INPUT MATERIAL:
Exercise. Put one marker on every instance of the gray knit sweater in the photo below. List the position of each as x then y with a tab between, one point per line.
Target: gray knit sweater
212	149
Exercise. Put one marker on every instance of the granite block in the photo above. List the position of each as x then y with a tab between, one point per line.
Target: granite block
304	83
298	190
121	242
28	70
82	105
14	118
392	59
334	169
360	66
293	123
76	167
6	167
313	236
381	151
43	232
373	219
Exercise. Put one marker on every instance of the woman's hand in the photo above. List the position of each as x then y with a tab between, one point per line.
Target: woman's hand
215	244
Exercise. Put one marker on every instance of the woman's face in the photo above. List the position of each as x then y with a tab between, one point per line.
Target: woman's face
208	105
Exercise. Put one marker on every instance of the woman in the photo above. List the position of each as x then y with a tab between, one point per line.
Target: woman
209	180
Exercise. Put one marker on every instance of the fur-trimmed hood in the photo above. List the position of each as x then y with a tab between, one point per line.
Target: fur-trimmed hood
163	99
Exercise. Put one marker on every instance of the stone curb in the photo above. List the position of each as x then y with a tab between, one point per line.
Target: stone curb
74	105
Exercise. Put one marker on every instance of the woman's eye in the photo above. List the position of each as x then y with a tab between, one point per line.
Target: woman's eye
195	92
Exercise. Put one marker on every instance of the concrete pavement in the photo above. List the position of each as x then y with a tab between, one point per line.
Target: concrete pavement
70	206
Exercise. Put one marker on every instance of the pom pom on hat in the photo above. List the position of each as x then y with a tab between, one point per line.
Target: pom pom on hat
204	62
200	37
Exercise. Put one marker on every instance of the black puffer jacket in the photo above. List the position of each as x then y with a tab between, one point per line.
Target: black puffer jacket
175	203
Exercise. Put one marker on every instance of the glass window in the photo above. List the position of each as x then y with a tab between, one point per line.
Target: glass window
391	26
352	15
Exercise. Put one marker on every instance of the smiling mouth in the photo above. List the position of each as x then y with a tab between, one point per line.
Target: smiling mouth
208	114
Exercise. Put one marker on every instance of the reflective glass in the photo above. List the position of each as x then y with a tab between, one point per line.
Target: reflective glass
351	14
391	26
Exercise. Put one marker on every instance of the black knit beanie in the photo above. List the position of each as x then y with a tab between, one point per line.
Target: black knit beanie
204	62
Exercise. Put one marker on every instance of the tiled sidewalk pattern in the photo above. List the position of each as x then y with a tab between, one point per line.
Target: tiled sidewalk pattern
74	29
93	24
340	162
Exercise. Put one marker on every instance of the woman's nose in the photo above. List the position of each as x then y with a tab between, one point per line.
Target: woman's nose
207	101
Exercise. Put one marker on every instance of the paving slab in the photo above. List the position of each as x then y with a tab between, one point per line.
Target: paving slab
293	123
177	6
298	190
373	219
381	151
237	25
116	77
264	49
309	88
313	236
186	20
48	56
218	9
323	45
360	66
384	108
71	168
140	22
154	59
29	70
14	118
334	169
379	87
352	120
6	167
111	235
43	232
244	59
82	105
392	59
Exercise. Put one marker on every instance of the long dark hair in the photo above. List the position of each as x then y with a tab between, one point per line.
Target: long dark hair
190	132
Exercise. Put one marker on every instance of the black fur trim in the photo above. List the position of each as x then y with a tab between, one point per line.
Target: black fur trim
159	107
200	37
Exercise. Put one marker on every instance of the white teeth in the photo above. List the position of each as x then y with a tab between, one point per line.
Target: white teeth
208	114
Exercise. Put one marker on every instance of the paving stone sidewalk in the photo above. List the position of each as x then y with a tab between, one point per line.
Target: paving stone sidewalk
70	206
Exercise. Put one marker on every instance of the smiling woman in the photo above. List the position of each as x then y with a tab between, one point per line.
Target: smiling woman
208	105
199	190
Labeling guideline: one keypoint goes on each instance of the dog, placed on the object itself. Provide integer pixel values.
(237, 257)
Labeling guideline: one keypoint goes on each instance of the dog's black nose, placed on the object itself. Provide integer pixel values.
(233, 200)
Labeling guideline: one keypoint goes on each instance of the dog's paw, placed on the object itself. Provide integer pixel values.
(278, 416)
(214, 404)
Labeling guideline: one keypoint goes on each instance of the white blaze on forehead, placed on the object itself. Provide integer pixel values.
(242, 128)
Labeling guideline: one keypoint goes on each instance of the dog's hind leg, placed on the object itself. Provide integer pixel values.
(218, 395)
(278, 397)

YOUR INSTRUCTIONS: Reproduce only the lines running from the one that contains "Exercise. Put one marker on every instance of the long" to the last line of the records.

ANSWER TO THE EXERCISE:
Exercise. Put one marker on every instance of the long dark hair in the photo above. List the position of each as x then y with a tab between, one point per line.
Target: long dark hair
190	132
Exercise. Put one marker on every instance of the black fur trim in the photo above. List the position of each as x then y with a tab between, one point per line.
Target: black fur trim
159	107
200	37
Exercise. Put one marker on every instance of the white teeth in the photo above. List the position of each as x then y with a tab between, one point per line.
Target: white teeth
208	114
Exercise. Put one marker on every instance of the paving stone sidewalk in the photo above. List the position of each as x then y with a tab between, one point per line.
Target: paving stone sidewalk
70	206
Exercise. Put one marker on every instance of the smiling woman in the photo above. List the position of each as x then y with a tab between, one point per line.
Target: smiling woman
208	105
199	190
Labeling guideline: one keypoint goes on each instance of the dog, placed on the object itself. Provide integer pixel values.
(237, 257)
Labeling guideline: one keypoint goes on each instance of the dog's black nose, placed on the object itself. Provide integer pixel values.
(233, 200)
Labeling guideline: one keypoint goes on each instance of the dog's paw, placed on the object itself. Provide integer pixel values.
(278, 416)
(214, 404)
Labeling guideline: one keypoint goes on each instance of the white blaze on forehead, placed on the object itself. Provide integer pixel values.
(242, 128)
Labeling guideline: one keypoint goes on each instance of the dog's hind leg, placed on the object itself. Provide integer pixel values.
(218, 395)
(278, 397)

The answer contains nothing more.